*Problem to work on:* In the data, find the word "this" and copy out every line that has it.

*Material shown:*

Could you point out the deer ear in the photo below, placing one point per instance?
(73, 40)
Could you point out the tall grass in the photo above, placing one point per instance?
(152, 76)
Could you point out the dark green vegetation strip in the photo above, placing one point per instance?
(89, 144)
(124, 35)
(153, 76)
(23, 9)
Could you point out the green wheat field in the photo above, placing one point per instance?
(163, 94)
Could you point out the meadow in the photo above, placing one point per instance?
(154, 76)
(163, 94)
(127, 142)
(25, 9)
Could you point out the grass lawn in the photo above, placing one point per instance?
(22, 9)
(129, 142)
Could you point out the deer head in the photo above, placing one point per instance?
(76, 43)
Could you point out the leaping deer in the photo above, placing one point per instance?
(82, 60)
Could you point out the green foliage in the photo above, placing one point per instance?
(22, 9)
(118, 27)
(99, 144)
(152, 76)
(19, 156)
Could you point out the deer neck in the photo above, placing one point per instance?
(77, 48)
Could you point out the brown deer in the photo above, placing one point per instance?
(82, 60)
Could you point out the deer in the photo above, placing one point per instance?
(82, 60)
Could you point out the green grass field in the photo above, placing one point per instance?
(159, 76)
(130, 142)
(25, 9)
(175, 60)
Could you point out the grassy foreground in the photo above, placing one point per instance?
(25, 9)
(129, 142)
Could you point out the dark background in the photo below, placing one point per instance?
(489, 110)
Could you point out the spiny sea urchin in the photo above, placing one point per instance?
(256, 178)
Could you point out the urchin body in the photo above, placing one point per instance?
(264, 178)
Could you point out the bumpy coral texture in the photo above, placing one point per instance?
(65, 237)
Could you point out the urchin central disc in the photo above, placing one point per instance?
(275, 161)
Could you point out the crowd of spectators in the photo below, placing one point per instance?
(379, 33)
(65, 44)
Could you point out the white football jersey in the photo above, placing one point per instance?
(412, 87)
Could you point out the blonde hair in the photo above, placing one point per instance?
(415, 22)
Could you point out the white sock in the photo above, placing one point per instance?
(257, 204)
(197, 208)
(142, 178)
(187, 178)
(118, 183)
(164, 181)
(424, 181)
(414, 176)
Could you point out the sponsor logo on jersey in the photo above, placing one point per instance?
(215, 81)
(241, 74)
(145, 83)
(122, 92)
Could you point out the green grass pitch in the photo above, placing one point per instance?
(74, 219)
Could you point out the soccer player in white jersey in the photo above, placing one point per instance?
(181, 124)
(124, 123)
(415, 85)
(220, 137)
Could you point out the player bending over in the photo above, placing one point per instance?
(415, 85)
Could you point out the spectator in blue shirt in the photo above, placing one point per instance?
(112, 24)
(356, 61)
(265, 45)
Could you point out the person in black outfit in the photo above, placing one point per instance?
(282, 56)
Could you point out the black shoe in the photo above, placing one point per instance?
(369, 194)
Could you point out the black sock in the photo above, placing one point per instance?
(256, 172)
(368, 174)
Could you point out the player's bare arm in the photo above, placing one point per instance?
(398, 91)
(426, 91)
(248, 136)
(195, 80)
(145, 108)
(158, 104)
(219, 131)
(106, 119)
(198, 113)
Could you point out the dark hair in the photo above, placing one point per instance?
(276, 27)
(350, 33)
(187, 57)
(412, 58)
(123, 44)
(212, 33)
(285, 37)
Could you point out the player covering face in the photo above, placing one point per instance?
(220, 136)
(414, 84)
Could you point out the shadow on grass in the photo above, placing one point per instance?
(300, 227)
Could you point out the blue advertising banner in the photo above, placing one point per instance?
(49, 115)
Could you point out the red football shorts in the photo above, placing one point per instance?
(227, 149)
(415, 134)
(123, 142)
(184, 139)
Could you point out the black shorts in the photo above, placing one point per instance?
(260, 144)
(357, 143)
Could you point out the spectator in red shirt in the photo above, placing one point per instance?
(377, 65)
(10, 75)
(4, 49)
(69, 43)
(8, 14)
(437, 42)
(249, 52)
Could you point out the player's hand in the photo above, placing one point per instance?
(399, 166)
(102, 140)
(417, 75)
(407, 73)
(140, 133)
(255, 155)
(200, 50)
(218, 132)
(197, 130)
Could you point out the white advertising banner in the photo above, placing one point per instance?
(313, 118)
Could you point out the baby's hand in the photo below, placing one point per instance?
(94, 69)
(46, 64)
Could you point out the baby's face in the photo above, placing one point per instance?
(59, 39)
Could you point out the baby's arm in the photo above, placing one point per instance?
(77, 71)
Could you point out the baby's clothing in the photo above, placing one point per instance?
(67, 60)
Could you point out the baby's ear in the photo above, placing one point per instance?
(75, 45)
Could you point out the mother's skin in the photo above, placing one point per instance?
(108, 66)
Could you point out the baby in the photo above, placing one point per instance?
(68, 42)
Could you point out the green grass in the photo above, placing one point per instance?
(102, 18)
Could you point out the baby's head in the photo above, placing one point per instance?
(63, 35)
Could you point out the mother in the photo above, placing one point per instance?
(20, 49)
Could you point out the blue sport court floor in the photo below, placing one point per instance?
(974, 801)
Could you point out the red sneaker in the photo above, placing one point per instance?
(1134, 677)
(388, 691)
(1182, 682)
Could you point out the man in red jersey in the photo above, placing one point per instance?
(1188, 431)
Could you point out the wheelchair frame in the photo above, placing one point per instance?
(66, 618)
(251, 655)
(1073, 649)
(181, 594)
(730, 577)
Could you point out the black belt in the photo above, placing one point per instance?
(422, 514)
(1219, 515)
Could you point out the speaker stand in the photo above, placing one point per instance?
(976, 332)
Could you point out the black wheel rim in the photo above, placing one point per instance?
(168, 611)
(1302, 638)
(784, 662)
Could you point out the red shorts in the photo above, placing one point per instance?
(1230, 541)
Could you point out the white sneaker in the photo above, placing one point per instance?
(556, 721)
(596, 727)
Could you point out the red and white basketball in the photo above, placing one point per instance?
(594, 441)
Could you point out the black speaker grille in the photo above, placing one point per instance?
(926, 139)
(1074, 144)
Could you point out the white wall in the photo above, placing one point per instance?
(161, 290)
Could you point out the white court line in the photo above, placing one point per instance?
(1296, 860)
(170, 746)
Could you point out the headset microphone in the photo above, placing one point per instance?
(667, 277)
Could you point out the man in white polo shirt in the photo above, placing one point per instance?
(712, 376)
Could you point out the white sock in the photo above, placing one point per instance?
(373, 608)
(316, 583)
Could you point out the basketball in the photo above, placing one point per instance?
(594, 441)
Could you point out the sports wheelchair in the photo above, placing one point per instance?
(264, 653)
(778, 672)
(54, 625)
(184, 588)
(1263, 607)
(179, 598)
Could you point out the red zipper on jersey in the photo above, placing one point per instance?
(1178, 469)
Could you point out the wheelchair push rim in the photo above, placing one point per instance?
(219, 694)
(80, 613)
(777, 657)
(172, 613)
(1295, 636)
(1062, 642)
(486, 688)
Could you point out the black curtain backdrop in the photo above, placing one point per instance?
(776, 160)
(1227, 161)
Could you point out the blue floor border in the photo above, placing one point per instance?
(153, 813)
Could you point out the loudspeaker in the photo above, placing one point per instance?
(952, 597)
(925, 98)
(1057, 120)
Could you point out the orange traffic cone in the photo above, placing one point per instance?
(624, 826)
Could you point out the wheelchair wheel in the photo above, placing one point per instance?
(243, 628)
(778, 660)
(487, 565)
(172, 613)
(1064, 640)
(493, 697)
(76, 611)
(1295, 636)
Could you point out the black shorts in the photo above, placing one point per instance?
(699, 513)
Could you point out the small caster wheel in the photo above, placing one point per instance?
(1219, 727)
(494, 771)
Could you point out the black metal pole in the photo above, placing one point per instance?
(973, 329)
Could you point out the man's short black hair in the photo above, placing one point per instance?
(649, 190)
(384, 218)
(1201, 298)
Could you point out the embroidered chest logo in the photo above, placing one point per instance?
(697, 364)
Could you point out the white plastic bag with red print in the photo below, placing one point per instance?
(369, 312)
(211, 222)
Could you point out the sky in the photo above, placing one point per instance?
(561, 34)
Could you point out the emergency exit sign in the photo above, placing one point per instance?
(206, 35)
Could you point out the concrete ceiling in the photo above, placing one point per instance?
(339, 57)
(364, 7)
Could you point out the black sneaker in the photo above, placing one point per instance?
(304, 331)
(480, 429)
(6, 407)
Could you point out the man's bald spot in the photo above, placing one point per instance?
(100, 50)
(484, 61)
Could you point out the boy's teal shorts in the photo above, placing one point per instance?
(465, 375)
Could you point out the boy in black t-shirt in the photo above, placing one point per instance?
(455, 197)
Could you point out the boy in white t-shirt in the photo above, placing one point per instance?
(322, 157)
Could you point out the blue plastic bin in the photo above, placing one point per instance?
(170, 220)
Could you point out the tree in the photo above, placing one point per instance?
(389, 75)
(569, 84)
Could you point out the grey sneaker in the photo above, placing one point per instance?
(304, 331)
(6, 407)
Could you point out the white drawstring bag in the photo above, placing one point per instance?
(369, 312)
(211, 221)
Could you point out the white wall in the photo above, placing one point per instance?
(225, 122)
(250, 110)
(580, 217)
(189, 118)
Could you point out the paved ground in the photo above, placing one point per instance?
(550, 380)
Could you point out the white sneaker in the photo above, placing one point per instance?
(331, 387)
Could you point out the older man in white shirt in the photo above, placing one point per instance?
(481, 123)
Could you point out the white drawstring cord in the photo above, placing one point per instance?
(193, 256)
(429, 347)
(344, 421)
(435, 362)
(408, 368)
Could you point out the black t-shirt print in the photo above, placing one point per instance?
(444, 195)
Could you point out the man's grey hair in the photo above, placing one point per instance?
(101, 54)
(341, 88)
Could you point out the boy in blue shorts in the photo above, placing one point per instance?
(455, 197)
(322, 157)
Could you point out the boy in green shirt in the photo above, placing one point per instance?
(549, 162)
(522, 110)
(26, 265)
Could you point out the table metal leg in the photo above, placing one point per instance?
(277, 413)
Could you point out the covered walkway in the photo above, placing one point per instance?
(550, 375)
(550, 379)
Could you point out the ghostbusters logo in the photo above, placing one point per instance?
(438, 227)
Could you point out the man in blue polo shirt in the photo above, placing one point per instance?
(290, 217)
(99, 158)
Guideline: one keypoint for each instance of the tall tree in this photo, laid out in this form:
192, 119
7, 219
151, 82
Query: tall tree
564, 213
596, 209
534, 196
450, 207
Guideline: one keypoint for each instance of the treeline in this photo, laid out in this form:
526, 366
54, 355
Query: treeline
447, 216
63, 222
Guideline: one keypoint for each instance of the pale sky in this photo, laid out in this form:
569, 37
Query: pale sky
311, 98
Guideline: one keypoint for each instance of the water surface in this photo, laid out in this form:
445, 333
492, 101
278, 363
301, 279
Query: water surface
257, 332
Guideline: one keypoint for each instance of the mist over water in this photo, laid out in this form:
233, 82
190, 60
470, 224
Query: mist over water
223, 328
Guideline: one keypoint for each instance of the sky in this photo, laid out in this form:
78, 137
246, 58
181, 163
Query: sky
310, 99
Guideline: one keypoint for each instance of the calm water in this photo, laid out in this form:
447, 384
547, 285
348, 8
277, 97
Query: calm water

*Result of the task:*
Guideline: one keypoint for each instance of the tall tree in this photo, laid out in this form:
Guideline: one keypoint for each instance of the treeline in this photo, laid out in this form:
Guideline: one keypoint for each instance of the pale sky in this photo, laid out in this form:
Guideline: one keypoint for each instance of the water surface in this photo, laid out in this form:
Guideline: one keypoint for each instance of the mist over water in this photo, laid out in this form:
Guideline: one keypoint for each instance of the sky in this photo, laid out in this form:
Guideline: one keypoint for each instance of the calm water in this photo, laid out in this form:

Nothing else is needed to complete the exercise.